## READING PASSAGE
-- -- --
I will admit I don't get it. Is this the website of the thief? And re "There are no rights or protections preventing the theft and mis-use of their art," were artists expecting to get perpetual royalties from their NFT-tied works?
It appears this is the hackers website, and that they are going to be demonstrating multiple methods of duplication/fraud/"theft". For Act One, they legally created a duplicate that is indistinguishable from the original. (?)
From the FAQ:
"Won't your claim of the NFT digital asset association be easily disproved through the blockchain?
The blockchain proves ownership of the NFT token itself, and its association with a specific digital asset. There is no legitimate way to prove that the NFT that I have created does not in fact have the same association and attribution to the digital asset as the original NFT. This is due to the fact that there are no legally binding requirements in the world of NFT, and that the artist/creator is purely selling through an "Honor System" approach. All we have is their word that they will only mint one NFT for that digital asset. They can in fact mint it again as many times as they wish, and they can set whatever price they decide on, and from whatever wallet they chose to do it from. There is no way for anyone to disprove that the NFT token minted by me was not in fact done on behalf of the digital asset artist/creator."
popular sites just don't look for transactions right now that would show it was "sleepminted"
I'm all for also updating the protocols. ERC721 is not the predominant NFT protocol in use, actually that's hard to quantity as my point being there are several other standards in popular use, and many others still evolving.
Yes, it undermines the current NFT aggregator sites and all the hype.
The core concept of NFTs is sound, but the vast majority of NFTs I've seen encode only a URL, often for the marketplace that sold the NFT. So all you really own is a hyperlink to a company's website that likely won't be around for long.
A few NFTs encode links to the IPFS (InterPlanetary File System), which still carries some risk of the link/content being forgotten, but is probably a better way of doing this.
It looks like the author may have found an exploit of the ERC721 contract, whereby anyone can mint a NFT as though it looked like another user. They supposedly wrote another contract to execute against a ERC721, costs over 1 ETH to call it. So in the end, it's something like, he can mint NFTs for your work under your wallet and then transfer ownership to someone else.
Notice the implementation is totally up to you. You can emit events that totally lie about what’s really happening. You can make the transfer function always succeed if it’s from an address you hardcore in. etc.
The problem here is just the marketplace UI assuming every contract will follow the standard convention of what these logs and functions typically mean, so they are showing the NFT as “verified” to be from beeple. But really they need to be looking at the address who is initiating the transaction, or some other verification method (an external call you make that says ‘I verify i minted this NFT’). Its silly the marketplaces didn’t account for this
The hype around NFTs currently is just that: hype _BUT_ that doesn't mean that there is no value in an NFT. Remember, NFTs are non-fungible digital signatures and there is value in something being provable and forcibly unique. The easiest non-hype example I can think of right now is identity. If you literally own your identity then you're in control.
Anyway, the problem here is that apparently, via this hack, the ERC721 standard (which is implemented via a contract) is not as secure as we thought. That's fine, it can be improved, and I hope it will.
Art NFTs being hyped to the point where people invest tens of thousands or millions in something they don't know about is a layer on-top of this which is regrettable. I'd like to see someone present an example of the first implementation of a standard being secure for all time though.
-- -- --
Detection examples:
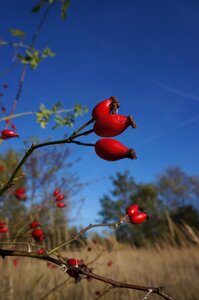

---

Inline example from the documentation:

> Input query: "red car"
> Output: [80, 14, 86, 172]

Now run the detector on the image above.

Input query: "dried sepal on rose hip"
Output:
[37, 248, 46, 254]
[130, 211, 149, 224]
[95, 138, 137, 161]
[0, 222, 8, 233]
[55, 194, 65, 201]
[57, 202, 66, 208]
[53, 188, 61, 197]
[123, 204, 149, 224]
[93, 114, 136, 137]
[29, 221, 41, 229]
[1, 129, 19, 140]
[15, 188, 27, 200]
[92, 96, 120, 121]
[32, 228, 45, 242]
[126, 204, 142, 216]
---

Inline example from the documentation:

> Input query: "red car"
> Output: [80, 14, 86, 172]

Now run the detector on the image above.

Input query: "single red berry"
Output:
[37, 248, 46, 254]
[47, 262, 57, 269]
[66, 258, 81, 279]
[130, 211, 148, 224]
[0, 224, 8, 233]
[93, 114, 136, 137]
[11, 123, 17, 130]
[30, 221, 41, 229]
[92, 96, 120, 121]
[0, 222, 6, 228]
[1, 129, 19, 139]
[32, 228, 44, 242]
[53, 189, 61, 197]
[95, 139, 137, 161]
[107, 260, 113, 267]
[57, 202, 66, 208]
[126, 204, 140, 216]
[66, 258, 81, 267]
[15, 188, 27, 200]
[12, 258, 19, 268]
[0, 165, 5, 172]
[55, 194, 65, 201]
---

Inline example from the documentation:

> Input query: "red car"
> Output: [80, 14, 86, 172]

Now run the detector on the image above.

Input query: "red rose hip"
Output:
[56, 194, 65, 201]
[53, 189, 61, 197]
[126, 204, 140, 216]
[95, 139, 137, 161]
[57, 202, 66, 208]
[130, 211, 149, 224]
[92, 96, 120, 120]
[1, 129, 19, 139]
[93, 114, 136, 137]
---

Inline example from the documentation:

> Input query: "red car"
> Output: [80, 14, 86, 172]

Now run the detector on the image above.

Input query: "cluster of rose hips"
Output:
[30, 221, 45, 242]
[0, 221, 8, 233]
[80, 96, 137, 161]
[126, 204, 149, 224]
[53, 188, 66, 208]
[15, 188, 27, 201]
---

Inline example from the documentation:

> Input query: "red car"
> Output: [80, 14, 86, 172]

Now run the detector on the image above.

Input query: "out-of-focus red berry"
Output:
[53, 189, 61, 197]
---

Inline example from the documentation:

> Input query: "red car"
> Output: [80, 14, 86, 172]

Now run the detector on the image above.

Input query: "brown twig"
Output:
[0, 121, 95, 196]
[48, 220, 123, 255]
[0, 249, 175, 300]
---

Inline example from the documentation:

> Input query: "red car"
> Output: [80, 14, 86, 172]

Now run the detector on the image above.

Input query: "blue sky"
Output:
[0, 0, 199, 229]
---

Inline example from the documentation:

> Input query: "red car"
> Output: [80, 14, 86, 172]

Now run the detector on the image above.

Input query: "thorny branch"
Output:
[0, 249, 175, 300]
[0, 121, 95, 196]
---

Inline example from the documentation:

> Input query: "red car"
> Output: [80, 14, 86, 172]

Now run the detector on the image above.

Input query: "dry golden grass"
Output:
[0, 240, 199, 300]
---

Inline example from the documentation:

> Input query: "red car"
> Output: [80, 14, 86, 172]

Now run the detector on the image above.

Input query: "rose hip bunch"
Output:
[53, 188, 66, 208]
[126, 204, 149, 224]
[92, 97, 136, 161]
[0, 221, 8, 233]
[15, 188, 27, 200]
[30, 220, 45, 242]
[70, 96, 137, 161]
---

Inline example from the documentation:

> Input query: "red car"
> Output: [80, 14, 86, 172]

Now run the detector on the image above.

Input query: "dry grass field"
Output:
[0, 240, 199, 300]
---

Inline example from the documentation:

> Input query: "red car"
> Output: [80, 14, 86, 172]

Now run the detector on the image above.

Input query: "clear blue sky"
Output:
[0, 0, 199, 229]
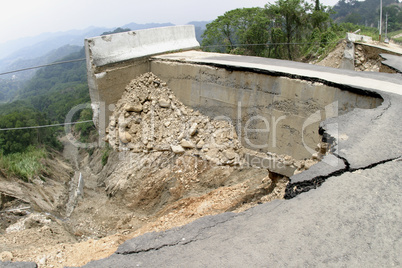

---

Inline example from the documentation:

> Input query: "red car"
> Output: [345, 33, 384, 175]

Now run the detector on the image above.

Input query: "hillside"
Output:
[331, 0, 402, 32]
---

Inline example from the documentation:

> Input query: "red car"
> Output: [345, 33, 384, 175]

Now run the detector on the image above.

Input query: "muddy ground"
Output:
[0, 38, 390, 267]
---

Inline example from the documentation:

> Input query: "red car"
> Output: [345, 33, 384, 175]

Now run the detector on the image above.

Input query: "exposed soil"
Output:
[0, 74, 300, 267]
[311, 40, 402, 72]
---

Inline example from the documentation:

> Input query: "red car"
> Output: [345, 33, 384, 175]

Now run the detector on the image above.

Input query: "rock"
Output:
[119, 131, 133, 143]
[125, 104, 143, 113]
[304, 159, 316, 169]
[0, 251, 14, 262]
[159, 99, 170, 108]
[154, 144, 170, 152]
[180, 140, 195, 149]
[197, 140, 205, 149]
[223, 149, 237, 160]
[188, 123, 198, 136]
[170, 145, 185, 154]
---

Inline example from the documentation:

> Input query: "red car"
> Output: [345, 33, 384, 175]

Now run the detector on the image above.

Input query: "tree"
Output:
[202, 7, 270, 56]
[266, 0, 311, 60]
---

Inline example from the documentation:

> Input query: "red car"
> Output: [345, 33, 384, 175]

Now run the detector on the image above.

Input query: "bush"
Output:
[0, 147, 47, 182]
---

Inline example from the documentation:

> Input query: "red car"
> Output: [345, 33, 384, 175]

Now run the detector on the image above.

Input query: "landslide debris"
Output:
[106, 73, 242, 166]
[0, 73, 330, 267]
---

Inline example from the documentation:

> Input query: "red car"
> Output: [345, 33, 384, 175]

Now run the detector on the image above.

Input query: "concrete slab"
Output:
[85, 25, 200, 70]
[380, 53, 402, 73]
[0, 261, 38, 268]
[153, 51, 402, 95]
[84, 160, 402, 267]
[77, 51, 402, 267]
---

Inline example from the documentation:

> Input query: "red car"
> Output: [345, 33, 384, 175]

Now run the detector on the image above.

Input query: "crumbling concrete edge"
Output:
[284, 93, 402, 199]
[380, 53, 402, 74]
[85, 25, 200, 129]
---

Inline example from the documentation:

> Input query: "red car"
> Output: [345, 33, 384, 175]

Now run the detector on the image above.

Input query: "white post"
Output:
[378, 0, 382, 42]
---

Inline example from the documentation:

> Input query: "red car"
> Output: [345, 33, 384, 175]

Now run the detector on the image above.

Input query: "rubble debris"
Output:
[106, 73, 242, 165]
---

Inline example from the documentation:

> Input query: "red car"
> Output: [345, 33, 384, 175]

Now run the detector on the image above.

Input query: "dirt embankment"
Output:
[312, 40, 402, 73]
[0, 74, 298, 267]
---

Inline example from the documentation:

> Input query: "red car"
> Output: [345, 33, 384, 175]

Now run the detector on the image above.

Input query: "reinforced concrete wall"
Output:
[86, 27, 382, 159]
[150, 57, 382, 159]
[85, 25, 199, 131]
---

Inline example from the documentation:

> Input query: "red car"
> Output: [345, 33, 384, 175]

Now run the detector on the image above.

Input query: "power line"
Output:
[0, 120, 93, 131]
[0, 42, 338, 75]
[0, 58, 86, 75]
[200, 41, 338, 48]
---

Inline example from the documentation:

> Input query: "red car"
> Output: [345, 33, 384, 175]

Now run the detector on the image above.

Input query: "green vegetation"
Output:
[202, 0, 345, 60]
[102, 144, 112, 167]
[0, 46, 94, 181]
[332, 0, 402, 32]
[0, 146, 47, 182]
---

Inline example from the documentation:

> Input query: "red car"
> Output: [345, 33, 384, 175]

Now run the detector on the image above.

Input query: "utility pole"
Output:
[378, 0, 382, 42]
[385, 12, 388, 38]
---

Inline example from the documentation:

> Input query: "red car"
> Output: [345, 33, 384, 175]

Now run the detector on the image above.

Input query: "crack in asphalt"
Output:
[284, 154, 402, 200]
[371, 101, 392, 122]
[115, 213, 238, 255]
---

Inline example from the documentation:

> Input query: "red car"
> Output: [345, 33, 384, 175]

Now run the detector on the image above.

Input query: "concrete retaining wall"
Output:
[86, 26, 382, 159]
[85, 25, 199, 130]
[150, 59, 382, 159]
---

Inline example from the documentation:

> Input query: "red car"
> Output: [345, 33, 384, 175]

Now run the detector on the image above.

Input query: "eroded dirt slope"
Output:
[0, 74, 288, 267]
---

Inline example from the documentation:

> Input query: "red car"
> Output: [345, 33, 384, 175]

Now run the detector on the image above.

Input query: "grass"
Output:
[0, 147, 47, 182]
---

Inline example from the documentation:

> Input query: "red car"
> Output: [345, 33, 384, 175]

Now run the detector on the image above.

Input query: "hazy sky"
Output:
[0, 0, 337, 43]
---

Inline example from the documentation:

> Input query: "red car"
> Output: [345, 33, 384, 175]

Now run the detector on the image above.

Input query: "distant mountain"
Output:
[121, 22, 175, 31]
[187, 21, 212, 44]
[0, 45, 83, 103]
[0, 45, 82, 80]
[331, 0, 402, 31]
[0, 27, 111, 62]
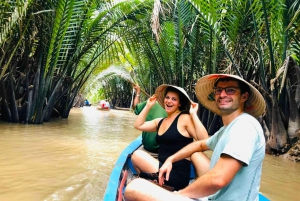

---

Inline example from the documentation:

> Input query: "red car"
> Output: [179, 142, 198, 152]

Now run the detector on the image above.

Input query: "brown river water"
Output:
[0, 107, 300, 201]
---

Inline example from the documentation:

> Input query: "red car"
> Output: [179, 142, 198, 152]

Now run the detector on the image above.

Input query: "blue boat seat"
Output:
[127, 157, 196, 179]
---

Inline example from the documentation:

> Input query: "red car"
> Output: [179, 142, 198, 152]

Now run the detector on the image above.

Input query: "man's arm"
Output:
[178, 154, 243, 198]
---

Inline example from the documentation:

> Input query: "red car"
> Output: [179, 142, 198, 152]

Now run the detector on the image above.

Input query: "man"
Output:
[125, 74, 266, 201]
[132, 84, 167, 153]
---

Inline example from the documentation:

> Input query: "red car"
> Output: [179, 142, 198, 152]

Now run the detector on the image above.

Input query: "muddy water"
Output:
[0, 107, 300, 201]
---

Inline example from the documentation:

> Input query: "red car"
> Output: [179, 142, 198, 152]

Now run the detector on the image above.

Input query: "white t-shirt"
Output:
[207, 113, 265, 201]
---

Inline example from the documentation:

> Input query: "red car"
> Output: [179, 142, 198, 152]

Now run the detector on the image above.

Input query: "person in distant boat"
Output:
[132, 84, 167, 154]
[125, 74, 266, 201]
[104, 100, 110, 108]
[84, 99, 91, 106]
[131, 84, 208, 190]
-- -- --
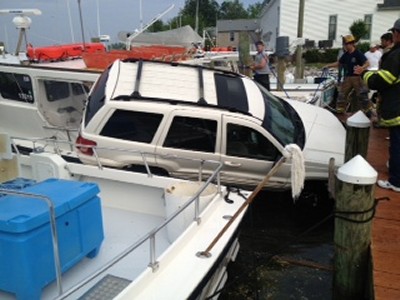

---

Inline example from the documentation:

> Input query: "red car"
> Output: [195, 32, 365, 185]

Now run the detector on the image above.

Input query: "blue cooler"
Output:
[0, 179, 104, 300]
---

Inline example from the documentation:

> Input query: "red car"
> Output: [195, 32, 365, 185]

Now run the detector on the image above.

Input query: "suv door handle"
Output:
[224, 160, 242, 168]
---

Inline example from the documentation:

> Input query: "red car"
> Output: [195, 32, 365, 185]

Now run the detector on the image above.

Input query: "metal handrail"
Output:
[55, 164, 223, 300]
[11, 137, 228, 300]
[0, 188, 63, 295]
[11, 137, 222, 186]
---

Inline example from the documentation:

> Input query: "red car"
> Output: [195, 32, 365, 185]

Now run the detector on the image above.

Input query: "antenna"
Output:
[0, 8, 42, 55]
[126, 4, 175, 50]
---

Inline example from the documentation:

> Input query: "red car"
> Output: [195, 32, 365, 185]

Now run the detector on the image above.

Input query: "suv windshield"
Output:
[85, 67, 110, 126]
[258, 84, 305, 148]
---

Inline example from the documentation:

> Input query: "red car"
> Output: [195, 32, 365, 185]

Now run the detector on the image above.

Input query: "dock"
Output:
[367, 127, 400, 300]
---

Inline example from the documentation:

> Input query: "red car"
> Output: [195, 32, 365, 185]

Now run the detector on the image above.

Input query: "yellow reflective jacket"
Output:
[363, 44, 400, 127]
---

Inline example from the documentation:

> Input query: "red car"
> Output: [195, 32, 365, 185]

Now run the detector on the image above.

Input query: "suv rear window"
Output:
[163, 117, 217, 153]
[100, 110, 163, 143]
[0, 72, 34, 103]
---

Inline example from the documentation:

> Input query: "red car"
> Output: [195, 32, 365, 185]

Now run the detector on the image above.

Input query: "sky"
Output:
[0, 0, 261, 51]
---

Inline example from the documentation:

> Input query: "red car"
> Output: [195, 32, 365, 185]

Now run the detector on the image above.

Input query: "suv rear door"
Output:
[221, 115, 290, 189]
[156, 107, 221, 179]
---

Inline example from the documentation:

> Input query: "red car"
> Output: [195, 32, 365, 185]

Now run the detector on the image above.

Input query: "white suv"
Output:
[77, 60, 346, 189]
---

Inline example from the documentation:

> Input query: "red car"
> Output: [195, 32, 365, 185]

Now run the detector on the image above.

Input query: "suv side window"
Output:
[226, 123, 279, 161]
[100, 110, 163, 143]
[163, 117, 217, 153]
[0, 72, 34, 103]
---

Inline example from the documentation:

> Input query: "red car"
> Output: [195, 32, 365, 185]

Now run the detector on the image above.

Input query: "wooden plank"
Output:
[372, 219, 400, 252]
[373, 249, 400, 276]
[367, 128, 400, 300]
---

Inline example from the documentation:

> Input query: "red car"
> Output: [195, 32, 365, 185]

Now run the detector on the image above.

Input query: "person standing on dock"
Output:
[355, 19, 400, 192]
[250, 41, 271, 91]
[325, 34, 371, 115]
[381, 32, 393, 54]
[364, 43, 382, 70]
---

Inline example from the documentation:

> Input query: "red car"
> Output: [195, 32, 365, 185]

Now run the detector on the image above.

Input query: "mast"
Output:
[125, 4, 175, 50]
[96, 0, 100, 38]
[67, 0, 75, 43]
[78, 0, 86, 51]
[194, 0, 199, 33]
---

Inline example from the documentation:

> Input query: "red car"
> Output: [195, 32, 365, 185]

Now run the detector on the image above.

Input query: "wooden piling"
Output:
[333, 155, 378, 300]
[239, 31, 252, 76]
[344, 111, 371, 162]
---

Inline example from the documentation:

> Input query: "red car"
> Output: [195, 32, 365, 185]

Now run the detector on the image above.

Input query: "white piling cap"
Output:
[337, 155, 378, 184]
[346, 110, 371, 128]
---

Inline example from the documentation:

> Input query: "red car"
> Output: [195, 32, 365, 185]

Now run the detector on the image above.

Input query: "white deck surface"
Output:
-- -- --
## DIRECTIVES
- A) Answer these questions from the NFT discussion:
(i) According to the quoted FAQ, what does the blockchain prove?
(ii) What do the vast majority of NFTs encode, in the commenter's experience?
(iii) How much does it cost to call the contract the author supposedly wrote?
- B) State how many lines of the rows contain the string "grass". Reply with the number only.
The NFT discussion and the rows are unrelated to each other.

## REPLIES
- A)
(i) Ownership of the NFT token itself and its association with a specific digital asset.
(ii) Only a URL, often for the marketplace that sold the NFT.
(iii) Over 1 ETH.

- B) 3